__Text provided__.
If you grew up in Japan, you might have eaten daily from what today is trending stateside: the bento. One specifically named bento is kyaraben, which is a shortened form of “character bento,” elaborately arranged lunches featuring food decorated to look like people, animals or plants—likely what has pushed bento into a wider consciousness.
Ultimately, says registered dietitian Marna Canterbury, the goal with bento is to appeal to the eyes as well as the taste buds.
Stick to a 4:3:2:1 ratio. Four parts starch (traditionally rice), three parts of a side dish or protein, two parts vegetables and one part dessert (or supplement with Japanese staple pickled veggies). Follow this traditional layout, or vary the ratio and substitute familiar ingredients.
Be bold, bright and solid in color choices. Foods with the greatest visual impact generally also have more nutritional benefits (think: brightly colored, nutrient- and vitamin-rich vegetables). White rice, whole or sliced hard-boiled eggs and cheese can add a nice contrast.
Pack it tight. Especially if your bento box does not have built-in compartments, keeping foods compact against each other prevents shifting in transit. Start with the starch, which is nearly half the meal; small and sturdy items, like cherry tomatoes or liquid-tight containers, can come last and fill in the gaps. Contrasting colors, textures and shapes should be placed next to each other, and don’t let clashing flavors mingle.
Be creative. Use stencils to make patterns or shapes with the food; you also can decorate your bento according to a theme. Consider mixing food coloring with cream cheese, butter, sour cream or frosting. Cut fruit, vegetables and cheese into shapes with cookie cutters.
Get Your Own
Bento is available on the lunch menu at Osaka Sushi in Stillwater and Shanghai Bistro in Hudson; prepacked boxes are at Kowalski’s and River Market Community Co-op in Stillwater.

__Task set__.
1 > Repeat a passage from the bento text word for word, starting with "Be bold, bright" and going on through "clashing flavors mingle.".
2 > In the bento text, what ratio of starch, side dish or protein, vegetables, and dessert is recommended?
The rows that come next have nothing to do with the bento text.

__Available data__.
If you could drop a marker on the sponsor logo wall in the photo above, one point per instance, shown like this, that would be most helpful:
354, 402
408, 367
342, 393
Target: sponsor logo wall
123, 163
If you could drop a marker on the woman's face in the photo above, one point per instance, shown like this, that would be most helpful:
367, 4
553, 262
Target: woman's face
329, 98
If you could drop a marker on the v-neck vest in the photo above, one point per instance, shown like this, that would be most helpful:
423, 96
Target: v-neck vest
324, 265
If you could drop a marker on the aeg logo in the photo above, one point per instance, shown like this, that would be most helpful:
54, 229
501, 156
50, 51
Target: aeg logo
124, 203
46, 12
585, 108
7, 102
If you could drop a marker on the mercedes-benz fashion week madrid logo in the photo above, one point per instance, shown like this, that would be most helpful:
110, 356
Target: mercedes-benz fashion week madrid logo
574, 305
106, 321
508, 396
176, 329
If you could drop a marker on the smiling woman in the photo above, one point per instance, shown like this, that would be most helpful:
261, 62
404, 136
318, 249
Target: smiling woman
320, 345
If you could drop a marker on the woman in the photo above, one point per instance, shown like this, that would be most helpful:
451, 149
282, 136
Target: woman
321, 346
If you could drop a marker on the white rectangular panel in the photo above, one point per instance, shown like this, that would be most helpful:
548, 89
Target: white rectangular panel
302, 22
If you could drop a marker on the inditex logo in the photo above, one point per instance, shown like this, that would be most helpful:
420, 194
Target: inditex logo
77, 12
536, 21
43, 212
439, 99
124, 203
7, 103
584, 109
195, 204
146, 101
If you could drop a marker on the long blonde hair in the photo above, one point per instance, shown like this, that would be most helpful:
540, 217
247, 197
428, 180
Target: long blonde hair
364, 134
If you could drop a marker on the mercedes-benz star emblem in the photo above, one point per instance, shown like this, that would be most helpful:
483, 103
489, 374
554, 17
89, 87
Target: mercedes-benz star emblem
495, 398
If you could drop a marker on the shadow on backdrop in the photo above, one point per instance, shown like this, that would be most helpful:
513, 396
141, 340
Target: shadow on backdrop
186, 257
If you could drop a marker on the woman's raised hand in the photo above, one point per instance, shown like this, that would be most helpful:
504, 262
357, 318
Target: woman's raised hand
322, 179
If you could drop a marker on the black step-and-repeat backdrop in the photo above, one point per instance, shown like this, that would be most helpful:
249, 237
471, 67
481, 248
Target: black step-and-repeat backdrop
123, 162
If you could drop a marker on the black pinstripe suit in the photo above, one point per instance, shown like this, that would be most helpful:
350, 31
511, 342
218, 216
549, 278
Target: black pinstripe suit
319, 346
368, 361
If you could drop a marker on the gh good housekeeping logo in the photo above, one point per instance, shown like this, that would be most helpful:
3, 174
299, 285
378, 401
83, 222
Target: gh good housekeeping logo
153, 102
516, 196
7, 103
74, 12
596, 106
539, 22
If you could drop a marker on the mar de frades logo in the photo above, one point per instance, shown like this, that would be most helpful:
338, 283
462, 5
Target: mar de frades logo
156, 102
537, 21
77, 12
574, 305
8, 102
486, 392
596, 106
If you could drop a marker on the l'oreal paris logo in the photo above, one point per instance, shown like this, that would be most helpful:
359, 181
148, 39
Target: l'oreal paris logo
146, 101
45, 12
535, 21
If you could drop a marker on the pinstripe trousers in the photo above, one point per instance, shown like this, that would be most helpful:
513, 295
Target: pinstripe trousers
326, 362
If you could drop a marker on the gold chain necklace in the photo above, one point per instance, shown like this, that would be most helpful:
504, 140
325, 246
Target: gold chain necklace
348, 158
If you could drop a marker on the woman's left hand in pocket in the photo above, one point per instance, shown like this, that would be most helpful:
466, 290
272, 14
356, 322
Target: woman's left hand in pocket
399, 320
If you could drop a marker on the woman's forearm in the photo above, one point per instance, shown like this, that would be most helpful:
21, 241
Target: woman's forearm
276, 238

__Solution list__.
1 >
Be bold, bright and solid in color choices. Foods with the greatest visual impact generally also have more nutritional benefits (think: brightly colored, nutrient- and vitamin-rich vegetables). White rice, whole or sliced hard-boiled eggs and cheese can add a nice contrast.
Pack it tight. Especially if your bento box does not have built-in compartments, keeping foods compact against each other prevents shifting in transit. Start with the starch, which is nearly half the meal; small and sturdy items, like cherry tomatoes or liquid-tight containers, can come last and fill in the gaps. Contrasting colors, textures and shapes should be placed next to each other, and don’t let clashing flavors mingle.

2 > A 4:3:2:1 ratio: four parts starch, three parts side dish or protein, two parts vegetables and one part dessert.